§ WHAT THE EXERCISE ASKS
Line by line, set down the following material again exactly.

===

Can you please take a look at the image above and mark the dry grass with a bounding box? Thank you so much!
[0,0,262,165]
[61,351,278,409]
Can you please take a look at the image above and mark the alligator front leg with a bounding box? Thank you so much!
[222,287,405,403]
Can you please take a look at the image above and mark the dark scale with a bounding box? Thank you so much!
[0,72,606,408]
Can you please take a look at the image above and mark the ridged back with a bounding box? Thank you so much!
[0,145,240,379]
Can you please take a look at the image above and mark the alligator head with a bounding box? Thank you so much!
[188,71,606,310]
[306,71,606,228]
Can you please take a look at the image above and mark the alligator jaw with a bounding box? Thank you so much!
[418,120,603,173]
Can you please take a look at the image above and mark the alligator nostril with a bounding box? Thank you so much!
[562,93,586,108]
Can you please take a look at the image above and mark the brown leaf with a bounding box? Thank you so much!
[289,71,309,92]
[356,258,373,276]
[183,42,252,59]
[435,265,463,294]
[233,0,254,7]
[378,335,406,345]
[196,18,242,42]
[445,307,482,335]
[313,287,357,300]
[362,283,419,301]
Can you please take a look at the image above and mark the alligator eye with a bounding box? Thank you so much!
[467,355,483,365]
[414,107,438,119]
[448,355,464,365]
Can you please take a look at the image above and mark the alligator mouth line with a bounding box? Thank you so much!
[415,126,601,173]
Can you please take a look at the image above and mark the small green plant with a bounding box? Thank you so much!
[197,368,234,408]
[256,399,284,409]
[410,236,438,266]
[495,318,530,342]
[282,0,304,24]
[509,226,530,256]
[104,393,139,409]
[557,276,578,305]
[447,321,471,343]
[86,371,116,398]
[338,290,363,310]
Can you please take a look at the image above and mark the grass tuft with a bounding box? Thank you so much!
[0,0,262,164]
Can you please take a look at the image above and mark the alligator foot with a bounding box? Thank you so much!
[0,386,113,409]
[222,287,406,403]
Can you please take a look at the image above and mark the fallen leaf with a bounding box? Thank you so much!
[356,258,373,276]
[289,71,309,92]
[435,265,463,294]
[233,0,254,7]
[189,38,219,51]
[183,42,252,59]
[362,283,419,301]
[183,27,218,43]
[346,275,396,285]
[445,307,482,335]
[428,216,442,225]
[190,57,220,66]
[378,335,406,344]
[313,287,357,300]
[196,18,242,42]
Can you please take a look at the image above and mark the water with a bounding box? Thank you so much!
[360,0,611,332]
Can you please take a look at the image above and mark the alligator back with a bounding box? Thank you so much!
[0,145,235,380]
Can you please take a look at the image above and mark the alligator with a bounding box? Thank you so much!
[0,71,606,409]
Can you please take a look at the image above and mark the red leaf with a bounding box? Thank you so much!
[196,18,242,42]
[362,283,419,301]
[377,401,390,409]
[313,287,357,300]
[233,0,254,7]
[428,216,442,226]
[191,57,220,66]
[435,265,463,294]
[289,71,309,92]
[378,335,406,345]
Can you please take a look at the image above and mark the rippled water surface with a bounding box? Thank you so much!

===

§ RESPONSE AREA
Can you please take a look at the image above and mark the dry grass with a bounding box? Thank you so much!
[0,0,262,165]
[61,351,278,409]
Can you please take a look at the image above and mark the alligator front leg with a bounding box? Thank you so much!
[222,287,405,403]
Can you please take a look at the image above and mark the dark scale with a bounding box? Thank you so much!
[0,72,606,408]
Can you please take a look at the image above and mark the ridged back with a bounding box? Thank you so much!
[0,145,240,379]
Can you please take a look at the image above and mark the alligator head with a bounding box? Thank you so much!
[188,71,606,310]
[306,71,606,228]
Can you please take a look at the image above and mark the alligator jaw with a bounding box? Thank you so much!
[418,120,603,173]
Can you please take a look at the image above and mark the alligator nostril with a bounding box? Thank you so much!
[562,93,586,108]
Can you please take a look at the image above and mark the brown leaf with a bounding box? Thank you so much!
[289,71,309,92]
[356,258,373,276]
[183,42,252,59]
[435,265,463,294]
[233,0,254,7]
[378,335,406,345]
[196,18,242,42]
[445,307,482,335]
[313,287,357,300]
[362,283,419,301]
Can you please take a look at the image above and mark the alligator eye with a bounding box? Thank you so much!
[467,355,483,365]
[414,107,438,119]
[448,355,464,365]
Can you please take a look at the image above and mark the alligator mouth line with a bounding box? Thank you so much!
[415,126,601,173]
Can you please take a look at the image above and mark the small green plant with a bounding box? Thank you so much!
[197,368,234,408]
[256,399,284,409]
[410,236,438,266]
[495,318,530,342]
[282,0,304,24]
[509,226,530,256]
[104,393,139,409]
[557,276,578,305]
[447,321,471,343]
[86,371,116,398]
[338,290,363,310]
Can you please take a look at the image above and mark the grass tuft with a bounding box? Thank you so much!
[0,0,262,164]
Can you please take a look at the image above and mark the alligator foot with a bounding box? Thank you so much!
[0,386,113,409]
[222,287,406,403]
Can you please take a look at the image above and mark the fallen leaf with a bounding box? Thank you so much!
[356,258,373,276]
[289,71,309,92]
[435,265,463,294]
[233,0,254,7]
[189,38,219,51]
[183,42,252,59]
[362,283,419,301]
[183,27,218,43]
[346,275,396,285]
[445,307,482,335]
[428,216,442,225]
[190,57,220,66]
[378,335,406,344]
[313,287,357,300]
[196,18,242,42]
Can you please take a look at the image above and mark the water with a bounding box? Thank you so much!
[360,0,611,332]
Can you please take a look at the image above and mark the alligator back with a bounding box? Thank you so much!
[0,145,235,380]
Can you please take a look at the image above and mark the alligator with a bounding box? Thank you so much!
[0,71,606,409]
Can you please take a look at the image above and mark the red leaf with a bounding box? Thank you so much!
[196,18,242,42]
[362,283,419,301]
[377,401,390,409]
[313,287,357,300]
[233,0,254,7]
[428,216,442,226]
[191,57,220,66]
[435,265,463,294]
[289,71,309,92]
[378,335,406,345]
Can you please take a look at the image above and mark the rippled water surface with a bounding box? Thank you so much!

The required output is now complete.